_Exercise details_
Update the records from the line containing "of the large" through the line containing "[(191, 192)]", changing "large green tree" to "tall oak tree" and leaving everything else as it is. Give back only those lines.

## Begin Dataset records

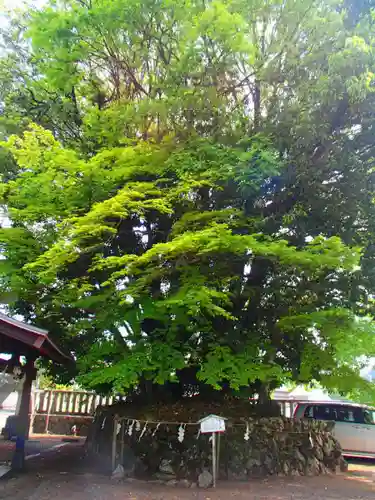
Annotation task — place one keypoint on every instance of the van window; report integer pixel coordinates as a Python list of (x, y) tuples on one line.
[(338, 413), (369, 416), (319, 412), (350, 414)]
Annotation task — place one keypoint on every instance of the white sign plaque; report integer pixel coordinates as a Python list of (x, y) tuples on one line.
[(212, 423)]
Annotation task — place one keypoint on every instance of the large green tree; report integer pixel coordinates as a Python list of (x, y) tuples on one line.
[(191, 192)]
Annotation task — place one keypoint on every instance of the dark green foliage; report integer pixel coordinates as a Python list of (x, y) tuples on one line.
[(191, 191)]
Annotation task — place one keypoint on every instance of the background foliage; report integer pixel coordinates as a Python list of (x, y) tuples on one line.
[(190, 190)]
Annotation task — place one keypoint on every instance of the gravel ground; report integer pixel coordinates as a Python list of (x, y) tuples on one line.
[(62, 475)]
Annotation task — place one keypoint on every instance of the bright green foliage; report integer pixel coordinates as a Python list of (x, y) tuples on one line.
[(190, 188)]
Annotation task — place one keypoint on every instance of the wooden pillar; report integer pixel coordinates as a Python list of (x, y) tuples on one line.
[(23, 417)]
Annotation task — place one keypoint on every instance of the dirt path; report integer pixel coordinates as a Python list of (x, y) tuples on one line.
[(63, 475)]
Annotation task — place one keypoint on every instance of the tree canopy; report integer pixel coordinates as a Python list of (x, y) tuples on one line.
[(190, 190)]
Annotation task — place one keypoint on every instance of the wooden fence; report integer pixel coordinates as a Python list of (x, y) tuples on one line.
[(49, 407)]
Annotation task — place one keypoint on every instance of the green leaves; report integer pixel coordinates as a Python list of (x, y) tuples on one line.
[(190, 190)]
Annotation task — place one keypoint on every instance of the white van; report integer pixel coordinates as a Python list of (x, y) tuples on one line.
[(354, 424)]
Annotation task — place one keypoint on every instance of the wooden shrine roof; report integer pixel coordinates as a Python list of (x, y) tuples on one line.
[(21, 338)]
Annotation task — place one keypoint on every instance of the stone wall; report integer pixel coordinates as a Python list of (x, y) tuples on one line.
[(275, 446)]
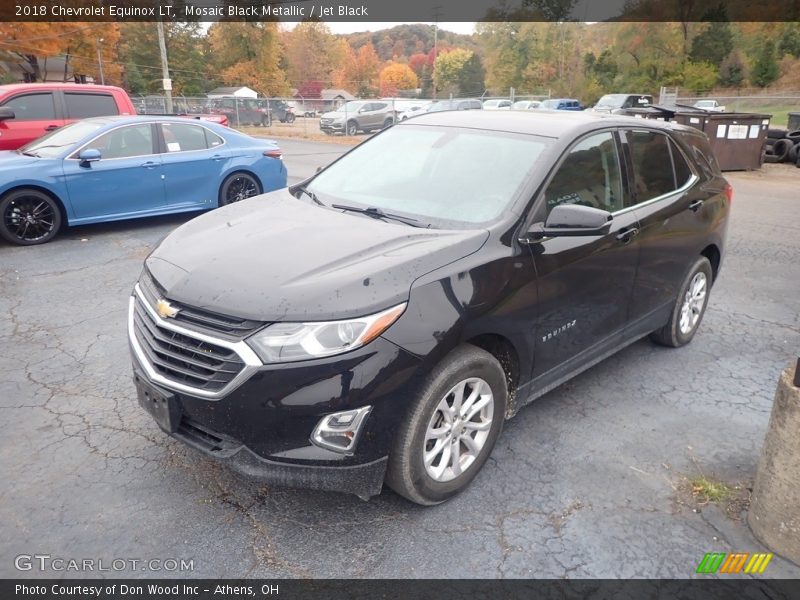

## End Dataset records

_Output below_
Annotation task — place one keypoint on every instance of the tall oak tree; report integer pixel coordinates as a Python list of (x, y) tuples on one line.
[(191, 192)]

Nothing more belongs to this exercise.